[Problem statement] Please repeat the lines below exactly. Begin with the line containing "Target: parked car" and go on through the line containing "Target: facade of building".

--- Entries provided ---

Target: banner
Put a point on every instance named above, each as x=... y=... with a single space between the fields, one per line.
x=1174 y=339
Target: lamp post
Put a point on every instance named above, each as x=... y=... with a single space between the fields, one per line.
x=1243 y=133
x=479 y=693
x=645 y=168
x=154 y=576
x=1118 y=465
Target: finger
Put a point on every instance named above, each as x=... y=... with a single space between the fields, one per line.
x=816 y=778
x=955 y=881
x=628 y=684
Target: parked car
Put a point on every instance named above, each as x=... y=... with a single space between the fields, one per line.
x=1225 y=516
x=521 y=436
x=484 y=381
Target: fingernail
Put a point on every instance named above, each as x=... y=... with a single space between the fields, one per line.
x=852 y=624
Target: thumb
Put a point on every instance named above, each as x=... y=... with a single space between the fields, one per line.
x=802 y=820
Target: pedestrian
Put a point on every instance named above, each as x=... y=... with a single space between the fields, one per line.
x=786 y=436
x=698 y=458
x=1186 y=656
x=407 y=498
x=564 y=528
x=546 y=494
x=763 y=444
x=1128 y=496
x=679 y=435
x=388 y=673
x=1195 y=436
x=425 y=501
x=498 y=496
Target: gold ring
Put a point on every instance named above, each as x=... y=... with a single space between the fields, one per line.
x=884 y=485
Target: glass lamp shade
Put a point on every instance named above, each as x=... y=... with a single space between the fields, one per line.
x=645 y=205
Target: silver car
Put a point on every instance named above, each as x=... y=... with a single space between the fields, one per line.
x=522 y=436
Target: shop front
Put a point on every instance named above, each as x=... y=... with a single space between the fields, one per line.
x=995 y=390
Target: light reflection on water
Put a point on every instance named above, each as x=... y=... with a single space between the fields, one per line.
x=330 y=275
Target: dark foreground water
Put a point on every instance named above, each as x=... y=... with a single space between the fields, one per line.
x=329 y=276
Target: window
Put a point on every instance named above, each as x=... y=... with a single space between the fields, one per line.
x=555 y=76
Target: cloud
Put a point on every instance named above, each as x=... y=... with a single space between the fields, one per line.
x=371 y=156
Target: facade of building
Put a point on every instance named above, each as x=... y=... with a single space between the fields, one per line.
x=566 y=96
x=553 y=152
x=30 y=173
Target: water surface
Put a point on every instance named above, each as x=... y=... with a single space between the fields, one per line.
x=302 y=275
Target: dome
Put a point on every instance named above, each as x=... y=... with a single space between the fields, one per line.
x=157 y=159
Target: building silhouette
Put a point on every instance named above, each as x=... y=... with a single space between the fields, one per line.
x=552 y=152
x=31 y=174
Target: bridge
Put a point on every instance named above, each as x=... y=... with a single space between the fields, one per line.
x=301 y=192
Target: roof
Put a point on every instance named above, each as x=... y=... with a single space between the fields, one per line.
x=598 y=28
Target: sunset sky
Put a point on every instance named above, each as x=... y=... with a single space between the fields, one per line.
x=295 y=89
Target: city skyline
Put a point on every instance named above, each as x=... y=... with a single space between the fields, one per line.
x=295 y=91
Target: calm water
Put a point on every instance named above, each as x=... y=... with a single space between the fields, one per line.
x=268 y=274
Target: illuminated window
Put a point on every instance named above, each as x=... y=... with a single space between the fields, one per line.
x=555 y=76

---

[Response to this exercise]
Target: parked car
Put a point on every instance named above, each as x=... y=... with a single space between the fields, one per line.
x=1225 y=516
x=521 y=436
x=484 y=381
Target: fingernail
Put a point on every instance named above, each as x=... y=... with a single space between the fields, one per line.
x=852 y=624
Target: thumb
Put a point on every instance named above, each as x=... y=... with a single space between the fields, one per line.
x=802 y=820
Target: pedestrian
Put a point on every instance named above, each as x=... y=... with a single space between the fields, one per line.
x=786 y=436
x=698 y=458
x=1186 y=656
x=407 y=498
x=564 y=528
x=546 y=494
x=763 y=444
x=1128 y=496
x=679 y=435
x=388 y=673
x=1195 y=436
x=425 y=501
x=498 y=496
Target: gold ring
Put a point on every instance named above, each as x=... y=... with a single space between the fields, one per line.
x=884 y=485
Target: glass lamp shade
Put a point on every instance named above, each as x=... y=... with a single space between the fields, one per line.
x=645 y=205
Target: silver car
Put a point on every instance named above, each as x=... y=... with a single space between the fields, one per line.
x=522 y=436
Target: shop front
Put a point on every instance named above, each as x=... y=... with a single space between the fields, one per line.
x=995 y=390
Target: light reflection on water
Put a point on every instance named above, each as x=... y=... with a single space between the fields, one per line.
x=330 y=275
Target: dark foreground water
Put a point on every instance named above, each as x=... y=... with a single space between the fields, one per line.
x=329 y=276
Target: window
Put a point on every instance named above, each as x=... y=... with a single space between the fields, one per line.
x=555 y=76
Target: cloud
Put a point on every instance named above, each as x=... y=... with a single space between the fields, one per line.
x=371 y=156
Target: facade of building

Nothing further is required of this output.